[Start of Task input]
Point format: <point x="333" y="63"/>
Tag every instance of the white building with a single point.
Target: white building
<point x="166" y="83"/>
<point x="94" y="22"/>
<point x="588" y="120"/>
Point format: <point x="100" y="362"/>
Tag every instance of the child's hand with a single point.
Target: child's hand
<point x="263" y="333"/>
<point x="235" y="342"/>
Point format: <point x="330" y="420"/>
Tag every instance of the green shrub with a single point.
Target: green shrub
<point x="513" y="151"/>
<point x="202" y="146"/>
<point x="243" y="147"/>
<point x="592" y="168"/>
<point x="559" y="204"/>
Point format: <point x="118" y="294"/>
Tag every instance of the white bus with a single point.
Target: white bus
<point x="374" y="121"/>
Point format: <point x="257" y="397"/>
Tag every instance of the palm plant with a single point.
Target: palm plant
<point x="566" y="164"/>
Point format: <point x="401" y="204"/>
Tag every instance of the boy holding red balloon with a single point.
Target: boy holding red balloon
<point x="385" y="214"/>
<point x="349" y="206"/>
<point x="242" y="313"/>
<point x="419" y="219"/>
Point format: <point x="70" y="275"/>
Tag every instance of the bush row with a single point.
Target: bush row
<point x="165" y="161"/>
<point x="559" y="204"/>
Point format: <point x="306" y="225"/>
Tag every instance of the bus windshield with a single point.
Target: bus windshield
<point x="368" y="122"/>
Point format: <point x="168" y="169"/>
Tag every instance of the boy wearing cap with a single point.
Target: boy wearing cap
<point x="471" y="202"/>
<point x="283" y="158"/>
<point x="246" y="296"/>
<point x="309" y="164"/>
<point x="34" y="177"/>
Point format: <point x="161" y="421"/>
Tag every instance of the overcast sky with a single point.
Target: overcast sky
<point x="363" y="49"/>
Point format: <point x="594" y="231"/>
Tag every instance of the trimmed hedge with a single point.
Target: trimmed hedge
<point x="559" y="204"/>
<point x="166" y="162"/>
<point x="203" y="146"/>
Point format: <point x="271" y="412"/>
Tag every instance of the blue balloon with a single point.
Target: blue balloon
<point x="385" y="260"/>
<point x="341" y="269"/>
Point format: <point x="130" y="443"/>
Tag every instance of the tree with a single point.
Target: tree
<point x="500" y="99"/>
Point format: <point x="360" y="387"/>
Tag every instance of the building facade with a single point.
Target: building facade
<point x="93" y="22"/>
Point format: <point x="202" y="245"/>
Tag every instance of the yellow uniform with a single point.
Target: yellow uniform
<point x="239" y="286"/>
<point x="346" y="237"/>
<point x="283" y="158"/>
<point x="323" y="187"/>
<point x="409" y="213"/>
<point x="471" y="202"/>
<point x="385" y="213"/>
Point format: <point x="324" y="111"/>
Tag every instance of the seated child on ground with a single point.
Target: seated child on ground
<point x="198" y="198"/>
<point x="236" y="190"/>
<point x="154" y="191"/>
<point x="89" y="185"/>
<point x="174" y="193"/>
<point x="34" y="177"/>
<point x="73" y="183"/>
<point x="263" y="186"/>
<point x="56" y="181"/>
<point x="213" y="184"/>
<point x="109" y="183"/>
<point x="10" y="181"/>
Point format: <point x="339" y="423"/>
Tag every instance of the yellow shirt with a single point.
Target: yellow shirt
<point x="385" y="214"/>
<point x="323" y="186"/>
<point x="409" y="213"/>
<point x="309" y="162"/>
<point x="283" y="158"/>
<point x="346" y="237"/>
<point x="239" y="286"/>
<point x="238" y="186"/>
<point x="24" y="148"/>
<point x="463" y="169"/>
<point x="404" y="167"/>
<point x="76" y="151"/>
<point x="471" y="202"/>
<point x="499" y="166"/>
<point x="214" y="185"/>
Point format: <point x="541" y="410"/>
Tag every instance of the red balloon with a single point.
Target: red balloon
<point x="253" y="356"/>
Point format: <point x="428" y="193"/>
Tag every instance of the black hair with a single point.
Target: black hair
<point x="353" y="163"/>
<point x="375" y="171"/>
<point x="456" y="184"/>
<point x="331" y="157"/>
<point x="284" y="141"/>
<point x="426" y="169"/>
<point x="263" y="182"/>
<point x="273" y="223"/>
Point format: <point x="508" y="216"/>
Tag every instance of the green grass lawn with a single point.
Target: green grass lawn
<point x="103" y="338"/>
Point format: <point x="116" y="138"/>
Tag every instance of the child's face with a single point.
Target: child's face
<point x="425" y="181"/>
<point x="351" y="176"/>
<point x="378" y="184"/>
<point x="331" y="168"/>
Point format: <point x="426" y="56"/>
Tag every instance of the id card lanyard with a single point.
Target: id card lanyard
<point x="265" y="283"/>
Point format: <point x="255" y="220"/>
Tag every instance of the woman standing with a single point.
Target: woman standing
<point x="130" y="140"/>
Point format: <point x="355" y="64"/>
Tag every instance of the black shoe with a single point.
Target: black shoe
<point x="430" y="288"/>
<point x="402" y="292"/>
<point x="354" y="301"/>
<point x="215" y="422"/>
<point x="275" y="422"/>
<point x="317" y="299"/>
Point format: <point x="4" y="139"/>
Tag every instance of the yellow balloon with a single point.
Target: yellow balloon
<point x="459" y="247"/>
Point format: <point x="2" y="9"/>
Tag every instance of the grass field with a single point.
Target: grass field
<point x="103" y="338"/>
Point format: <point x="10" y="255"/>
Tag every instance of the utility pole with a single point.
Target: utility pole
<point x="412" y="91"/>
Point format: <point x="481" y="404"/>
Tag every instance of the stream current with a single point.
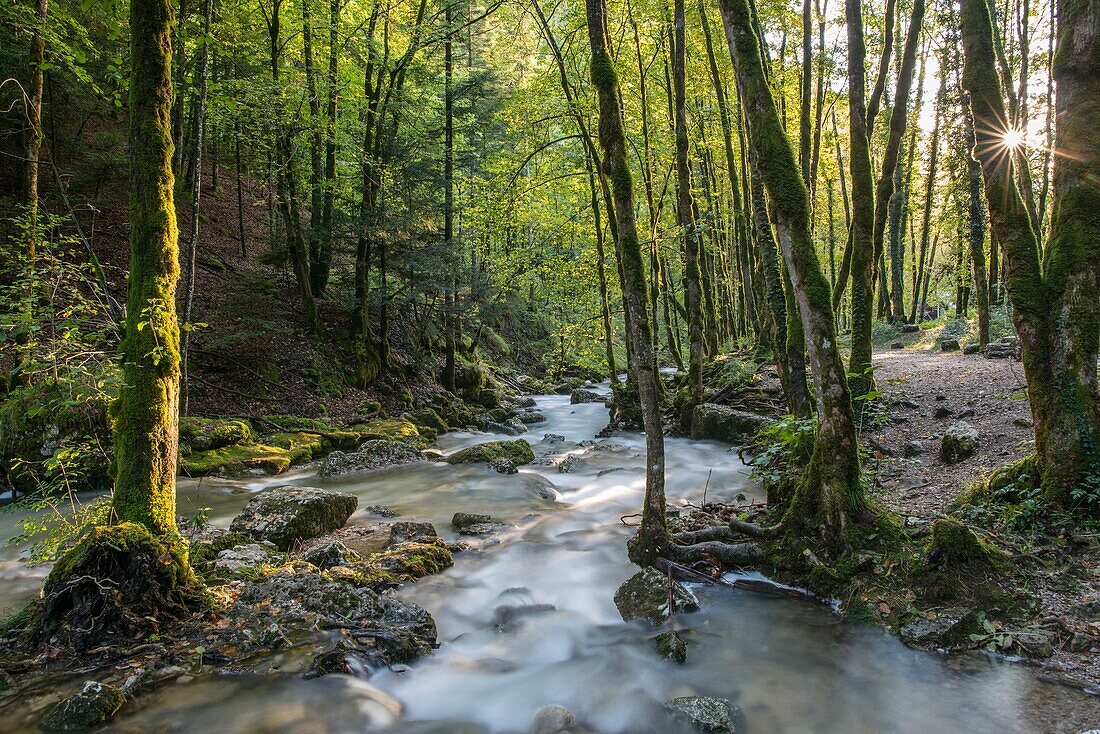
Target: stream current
<point x="791" y="665"/>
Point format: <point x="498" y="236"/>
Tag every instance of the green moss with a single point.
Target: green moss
<point x="380" y="428"/>
<point x="957" y="544"/>
<point x="519" y="451"/>
<point x="414" y="560"/>
<point x="301" y="446"/>
<point x="237" y="460"/>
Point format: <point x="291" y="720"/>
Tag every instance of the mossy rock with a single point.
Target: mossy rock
<point x="119" y="583"/>
<point x="286" y="515"/>
<point x="206" y="434"/>
<point x="428" y="418"/>
<point x="645" y="595"/>
<point x="414" y="560"/>
<point x="92" y="707"/>
<point x="301" y="447"/>
<point x="519" y="451"/>
<point x="725" y="424"/>
<point x="238" y="460"/>
<point x="381" y="428"/>
<point x="953" y="544"/>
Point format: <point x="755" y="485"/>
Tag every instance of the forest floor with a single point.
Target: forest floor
<point x="927" y="391"/>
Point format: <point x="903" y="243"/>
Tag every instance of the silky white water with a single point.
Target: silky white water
<point x="792" y="666"/>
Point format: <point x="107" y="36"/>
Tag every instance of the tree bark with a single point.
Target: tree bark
<point x="652" y="538"/>
<point x="829" y="497"/>
<point x="146" y="412"/>
<point x="1056" y="309"/>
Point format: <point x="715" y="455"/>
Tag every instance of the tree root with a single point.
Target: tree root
<point x="737" y="555"/>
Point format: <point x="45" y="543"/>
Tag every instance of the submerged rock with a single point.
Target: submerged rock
<point x="725" y="424"/>
<point x="708" y="714"/>
<point x="645" y="595"/>
<point x="580" y="395"/>
<point x="380" y="453"/>
<point x="92" y="707"/>
<point x="519" y="451"/>
<point x="331" y="554"/>
<point x="241" y="560"/>
<point x="284" y="515"/>
<point x="552" y="720"/>
<point x="959" y="442"/>
<point x="407" y="532"/>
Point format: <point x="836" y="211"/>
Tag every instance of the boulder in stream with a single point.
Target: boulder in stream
<point x="708" y="714"/>
<point x="552" y="720"/>
<point x="378" y="453"/>
<point x="725" y="424"/>
<point x="645" y="595"/>
<point x="92" y="707"/>
<point x="287" y="514"/>
<point x="519" y="451"/>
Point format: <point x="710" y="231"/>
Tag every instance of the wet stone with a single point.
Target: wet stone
<point x="707" y="714"/>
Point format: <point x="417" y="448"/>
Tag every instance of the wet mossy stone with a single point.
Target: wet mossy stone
<point x="708" y="714"/>
<point x="118" y="583"/>
<point x="237" y="460"/>
<point x="92" y="707"/>
<point x="725" y="424"/>
<point x="381" y="428"/>
<point x="288" y="514"/>
<point x="645" y="595"/>
<point x="518" y="451"/>
<point x="953" y="544"/>
<point x="958" y="442"/>
<point x="205" y="434"/>
<point x="415" y="560"/>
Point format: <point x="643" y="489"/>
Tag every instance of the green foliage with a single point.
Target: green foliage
<point x="53" y="523"/>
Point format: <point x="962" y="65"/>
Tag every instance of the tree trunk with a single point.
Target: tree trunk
<point x="146" y="412"/>
<point x="1056" y="315"/>
<point x="193" y="243"/>
<point x="686" y="215"/>
<point x="829" y="495"/>
<point x="652" y="538"/>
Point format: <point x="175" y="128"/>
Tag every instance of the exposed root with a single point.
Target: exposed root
<point x="738" y="555"/>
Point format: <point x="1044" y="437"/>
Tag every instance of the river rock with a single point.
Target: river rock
<point x="519" y="451"/>
<point x="387" y="628"/>
<point x="552" y="720"/>
<point x="92" y="707"/>
<point x="503" y="466"/>
<point x="725" y="424"/>
<point x="959" y="441"/>
<point x="331" y="554"/>
<point x="411" y="532"/>
<point x="645" y="595"/>
<point x="570" y="463"/>
<point x="287" y="514"/>
<point x="242" y="559"/>
<point x="947" y="628"/>
<point x="540" y="486"/>
<point x="581" y="395"/>
<point x="372" y="455"/>
<point x="707" y="714"/>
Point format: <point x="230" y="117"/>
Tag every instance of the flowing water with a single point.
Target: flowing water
<point x="791" y="665"/>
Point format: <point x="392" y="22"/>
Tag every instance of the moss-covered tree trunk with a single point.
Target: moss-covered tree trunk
<point x="146" y="413"/>
<point x="861" y="234"/>
<point x="829" y="495"/>
<point x="685" y="210"/>
<point x="1056" y="308"/>
<point x="652" y="538"/>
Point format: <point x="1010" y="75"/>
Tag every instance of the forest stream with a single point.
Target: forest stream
<point x="528" y="620"/>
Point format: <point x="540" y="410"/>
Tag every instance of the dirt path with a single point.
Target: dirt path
<point x="931" y="391"/>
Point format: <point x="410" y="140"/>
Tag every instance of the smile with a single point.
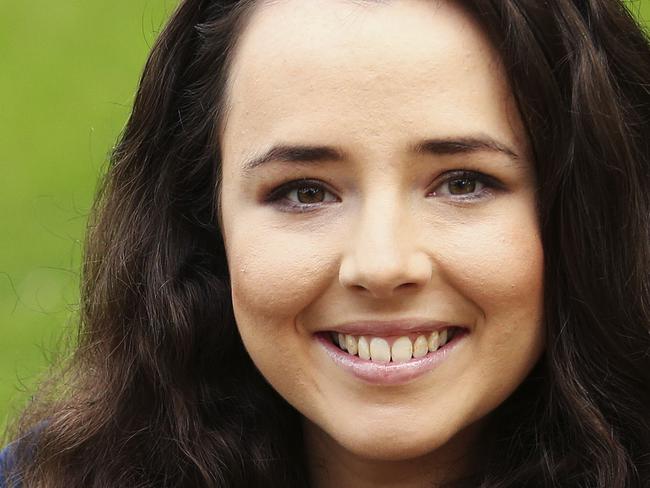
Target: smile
<point x="397" y="349"/>
<point x="391" y="360"/>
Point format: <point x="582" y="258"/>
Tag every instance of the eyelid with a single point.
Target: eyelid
<point x="488" y="181"/>
<point x="280" y="193"/>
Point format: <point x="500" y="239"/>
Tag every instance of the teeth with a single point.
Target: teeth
<point x="420" y="347"/>
<point x="433" y="341"/>
<point x="402" y="350"/>
<point x="351" y="344"/>
<point x="442" y="339"/>
<point x="342" y="342"/>
<point x="364" y="348"/>
<point x="378" y="349"/>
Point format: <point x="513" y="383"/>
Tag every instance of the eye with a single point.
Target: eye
<point x="466" y="185"/>
<point x="301" y="194"/>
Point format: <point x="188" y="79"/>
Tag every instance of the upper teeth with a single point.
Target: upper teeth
<point x="402" y="349"/>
[End of Task input]
**Task to carry out**
Which lines in the items above contain the word "seated"? Pick out each one and copy it whole, treating uppercase and lowercase as different.

**Completed task**
Tag every instance of the seated child on ground with a single point.
Target: seated child on ground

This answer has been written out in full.